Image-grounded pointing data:
- - -

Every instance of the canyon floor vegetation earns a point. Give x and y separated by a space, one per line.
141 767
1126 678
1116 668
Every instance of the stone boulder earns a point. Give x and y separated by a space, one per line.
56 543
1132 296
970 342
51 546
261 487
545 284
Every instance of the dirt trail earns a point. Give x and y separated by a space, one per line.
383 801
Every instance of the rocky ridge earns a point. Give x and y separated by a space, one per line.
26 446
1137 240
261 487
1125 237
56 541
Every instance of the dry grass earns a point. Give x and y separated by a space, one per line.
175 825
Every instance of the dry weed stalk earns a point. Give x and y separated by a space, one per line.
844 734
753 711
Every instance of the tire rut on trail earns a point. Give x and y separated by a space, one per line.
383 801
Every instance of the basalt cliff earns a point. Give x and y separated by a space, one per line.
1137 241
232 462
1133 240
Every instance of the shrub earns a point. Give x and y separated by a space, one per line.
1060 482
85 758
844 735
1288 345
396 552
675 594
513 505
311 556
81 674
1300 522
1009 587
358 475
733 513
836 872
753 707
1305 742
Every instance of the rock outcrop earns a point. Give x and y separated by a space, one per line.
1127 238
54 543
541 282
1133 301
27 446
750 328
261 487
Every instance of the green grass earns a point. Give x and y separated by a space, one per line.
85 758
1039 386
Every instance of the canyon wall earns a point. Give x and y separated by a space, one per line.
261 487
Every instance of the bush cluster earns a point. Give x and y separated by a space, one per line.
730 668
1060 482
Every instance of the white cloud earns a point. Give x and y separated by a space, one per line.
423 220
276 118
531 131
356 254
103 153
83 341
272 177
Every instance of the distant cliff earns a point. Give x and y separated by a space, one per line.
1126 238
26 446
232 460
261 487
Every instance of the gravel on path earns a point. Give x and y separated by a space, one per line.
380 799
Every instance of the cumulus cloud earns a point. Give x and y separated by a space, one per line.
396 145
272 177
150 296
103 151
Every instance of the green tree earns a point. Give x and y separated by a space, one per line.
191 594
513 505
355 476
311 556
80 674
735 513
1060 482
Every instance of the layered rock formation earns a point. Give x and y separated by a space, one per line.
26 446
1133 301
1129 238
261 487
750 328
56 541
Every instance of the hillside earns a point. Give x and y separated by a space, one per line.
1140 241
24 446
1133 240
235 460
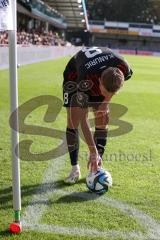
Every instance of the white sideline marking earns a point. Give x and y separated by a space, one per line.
38 205
83 231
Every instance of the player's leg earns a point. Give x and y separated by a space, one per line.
101 127
72 137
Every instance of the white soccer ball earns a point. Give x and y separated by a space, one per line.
99 182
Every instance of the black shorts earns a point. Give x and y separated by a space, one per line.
78 95
73 97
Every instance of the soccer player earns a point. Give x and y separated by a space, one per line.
91 78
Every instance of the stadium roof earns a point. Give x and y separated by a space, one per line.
73 10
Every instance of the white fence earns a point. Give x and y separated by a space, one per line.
32 54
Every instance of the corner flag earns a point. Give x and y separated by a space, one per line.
8 22
6 15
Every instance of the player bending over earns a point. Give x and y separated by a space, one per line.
91 78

- - -

TASK INSTRUCTIONS ->
Only the lines from the one containing "Every instance of the layered" through the last line of the entries above belong in the copy; reproduce them exactly and drop every picture.

ANSWER SECTION ->
Every instance of the layered rock formation earns a point. Give x and y separated by a space, one per line.
26 446
1133 301
1129 238
261 487
750 328
56 541
Every instance of the hillside earns a point. Give x and y separated by a space, one per line.
1140 241
24 446
1133 240
235 460
Every instance of the white sideline marking earns a point. Give x and y separated by a space, one per line.
38 205
83 231
Every instance of the player's leg earns a point. Give x and y separated by a space, one per line.
101 127
72 137
Every instance of the white soccer ball earns a point. Give x and y separated by a space, one per line.
99 182
Every instance of the black shorts earns a point. Give x and y separated by a space, one per line.
78 95
73 97
Every instance of the soccer player earns a point. Give x and y separated by a space, one per line.
91 78
Every instance of the stadium roof earns a point. Give x and y separated by a space, one per line.
73 10
Every instance of the white fence earns a point. Give x and y separated by a space, one per line.
32 54
Every instance of the corner flag earns a point. Give x and y separated by a space, one per line.
8 22
6 15
Every instance of the player bending over earns a point. Give x and y separated by a space, one per line.
91 78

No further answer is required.